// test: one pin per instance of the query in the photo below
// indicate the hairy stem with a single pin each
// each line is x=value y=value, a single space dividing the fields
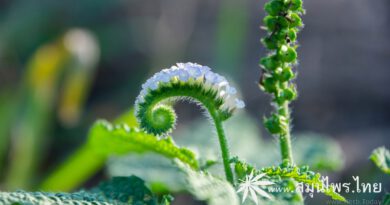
x=285 y=139
x=224 y=147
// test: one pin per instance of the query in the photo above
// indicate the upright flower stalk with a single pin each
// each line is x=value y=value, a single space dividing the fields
x=282 y=23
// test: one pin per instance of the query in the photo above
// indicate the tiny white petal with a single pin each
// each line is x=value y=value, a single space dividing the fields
x=240 y=104
x=183 y=75
x=210 y=76
x=260 y=175
x=254 y=196
x=231 y=90
x=263 y=183
x=153 y=86
x=262 y=193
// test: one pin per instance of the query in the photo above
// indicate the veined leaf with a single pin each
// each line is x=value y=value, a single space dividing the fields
x=118 y=191
x=208 y=188
x=381 y=158
x=121 y=139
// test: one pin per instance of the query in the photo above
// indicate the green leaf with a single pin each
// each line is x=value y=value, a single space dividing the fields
x=118 y=191
x=381 y=157
x=241 y=130
x=208 y=188
x=159 y=172
x=121 y=139
x=299 y=174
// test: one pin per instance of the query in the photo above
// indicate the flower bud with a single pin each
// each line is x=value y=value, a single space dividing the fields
x=296 y=5
x=274 y=7
x=270 y=62
x=268 y=84
x=286 y=74
x=288 y=54
x=295 y=20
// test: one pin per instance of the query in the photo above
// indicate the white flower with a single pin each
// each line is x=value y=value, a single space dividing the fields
x=240 y=104
x=251 y=185
x=183 y=72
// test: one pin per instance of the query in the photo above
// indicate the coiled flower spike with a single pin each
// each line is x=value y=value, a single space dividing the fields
x=187 y=81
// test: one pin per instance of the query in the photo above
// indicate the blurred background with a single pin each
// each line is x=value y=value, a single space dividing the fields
x=64 y=64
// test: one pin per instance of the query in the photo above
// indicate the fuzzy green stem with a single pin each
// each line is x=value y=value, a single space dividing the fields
x=285 y=139
x=224 y=147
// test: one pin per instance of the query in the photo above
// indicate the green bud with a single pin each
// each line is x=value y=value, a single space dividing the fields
x=274 y=7
x=295 y=20
x=270 y=22
x=269 y=43
x=288 y=54
x=296 y=5
x=270 y=62
x=289 y=94
x=286 y=74
x=268 y=83
x=241 y=170
x=283 y=22
x=292 y=35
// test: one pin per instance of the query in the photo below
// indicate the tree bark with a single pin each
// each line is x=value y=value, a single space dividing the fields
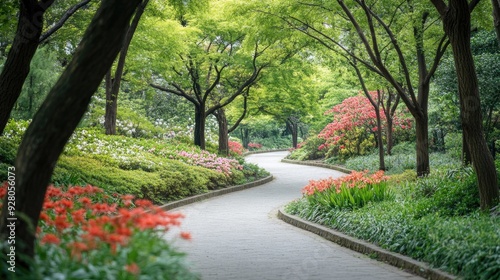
x=292 y=124
x=422 y=135
x=111 y=107
x=17 y=65
x=114 y=88
x=199 y=126
x=380 y=142
x=245 y=137
x=223 y=132
x=456 y=24
x=57 y=118
x=496 y=18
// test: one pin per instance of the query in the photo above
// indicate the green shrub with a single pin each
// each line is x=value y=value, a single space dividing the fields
x=463 y=245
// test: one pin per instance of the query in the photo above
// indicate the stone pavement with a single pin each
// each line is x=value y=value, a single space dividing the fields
x=238 y=236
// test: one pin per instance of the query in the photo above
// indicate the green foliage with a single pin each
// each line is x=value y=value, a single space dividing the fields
x=44 y=70
x=402 y=158
x=146 y=168
x=353 y=198
x=309 y=149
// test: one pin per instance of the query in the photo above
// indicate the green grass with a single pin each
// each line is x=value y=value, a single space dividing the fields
x=146 y=167
x=436 y=220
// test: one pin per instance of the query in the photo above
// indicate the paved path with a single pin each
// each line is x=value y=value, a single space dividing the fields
x=238 y=236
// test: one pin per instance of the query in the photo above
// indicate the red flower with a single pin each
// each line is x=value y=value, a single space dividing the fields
x=186 y=235
x=50 y=238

GIVEN INSTRUCTION.
Render every line of the records above as a numbered list, skipping blank lines. Leave the pictures out of your answer.

RESULT.
1. // test: one pin per instance of the query in the photo below
2. // indicate the hairy stem with a single pin each
3. // each line is x=value y=value, a single space dividing the fields
4. x=285 y=139
5. x=224 y=147
6. // test: one pin per instance of the query in the photo above
7. // indicate the upright flower stalk with a single pin each
8. // each line is x=value y=value, a single space dividing the fields
9. x=282 y=23
10. // test: one pin per instance of the query in the photo above
11. // indicate the tiny white petal with a single pin each
12. // each line is x=value y=value, a single space dividing the fields
13. x=240 y=104
14. x=183 y=75
15. x=210 y=76
16. x=260 y=175
17. x=254 y=196
18. x=231 y=90
19. x=263 y=183
20. x=153 y=86
21. x=262 y=193
22. // test: one pin per instance of the query in the photo above
23. // indicate the veined leaf with a single pin each
24. // each line is x=value y=value, a single space dividing the fields
25. x=118 y=191
26. x=208 y=188
27. x=381 y=158
28. x=121 y=139
29. // test: one pin per instance of the query in the photo above
30. // indicate the green leaf with a single pin each
31. // each line is x=value y=value, a single space dividing the fields
32. x=118 y=191
33. x=381 y=157
34. x=241 y=130
35. x=208 y=188
36. x=159 y=172
37. x=121 y=139
38. x=299 y=174
39. // test: one pin per instance of the query in the photo above
40. // indicate the flower bud with a single pin each
41. // each line is x=value y=value, a single space dividing the fields
42. x=296 y=5
43. x=274 y=7
44. x=270 y=62
45. x=268 y=84
46. x=286 y=74
47. x=288 y=54
48. x=295 y=20
49. // test: one pin per instance of the query in the photo above
50. // indicate the white flower with a single pin each
51. // each line is x=value y=value, a single space dividing the fields
52. x=240 y=104
53. x=251 y=185
54. x=183 y=72
55. // test: one pin per instance of the query in the photo above
56. // indicate the coiled flower spike with a single pin each
57. // each line is x=value y=value, a single space dividing the fields
58. x=187 y=81
59. // test: one pin per instance of the query in the photo above
60. // indicate the blurred background with a single pin each
61. // each line is x=value y=value, a single space dividing the fields
62. x=64 y=64
63. // test: one pin per instance of the query in the photo above
64. // indicate the fuzzy green stem with a single pin each
65. // each line is x=value y=value, a single space dividing the fields
66. x=285 y=139
67. x=224 y=147
68. // test: one pin per instance of the query in the photo above
69. // indicate the green bud with a single pin each
70. // each line is x=value y=value, a single space dividing the fields
71. x=274 y=7
72. x=295 y=20
73. x=270 y=22
74. x=269 y=43
75. x=288 y=54
76. x=296 y=5
77. x=270 y=62
78. x=289 y=94
79. x=286 y=74
80. x=268 y=83
81. x=241 y=170
82. x=283 y=22
83. x=292 y=35
84. // test: one pin per instance of the query in the photo below
85. // indicate the tree bark with a single pin each
86. // each line is x=value y=value, a single space dividing the fields
87. x=292 y=124
88. x=422 y=135
89. x=111 y=107
90. x=17 y=65
91. x=114 y=88
92. x=199 y=126
93. x=380 y=142
94. x=245 y=137
95. x=223 y=132
96. x=456 y=24
97. x=57 y=118
98. x=496 y=18
99. // test: one pin per instance of the query in the photo above
100. // indicate the green shrub with a single pin each
101. // each line is x=value y=value, a single space dividing the fields
102. x=463 y=245
103. // test: one pin per instance of the query in the photo above
104. // indicate the stone pavement with a single pin each
105. // each line is x=value y=value, a single space dividing the fields
106. x=238 y=236
107. // test: one pin per instance of the query in the photo above
108. // indicate the green foliage with a single pin each
109. // each line is x=value y=value, a single space dividing the fields
110. x=44 y=70
111. x=402 y=158
112. x=146 y=168
113. x=353 y=198
114. x=309 y=149
115. // test: one pin per instance of the query in the photo above
116. // indicate the green grass with a single pin each
117. // each line is x=value y=value, a single space dividing the fields
118. x=146 y=167
119. x=436 y=220
120. // test: one pin per instance of the query in the photo above
121. // indicate the paved path with a single pin each
122. // each line is x=value y=value, a single space dividing the fields
123. x=238 y=236
124. // test: one pin per instance of the query in the photo above
125. // indicate the red flower with a single pin each
126. // each line is x=value y=value, a single space dividing the fields
127. x=186 y=235
128. x=50 y=238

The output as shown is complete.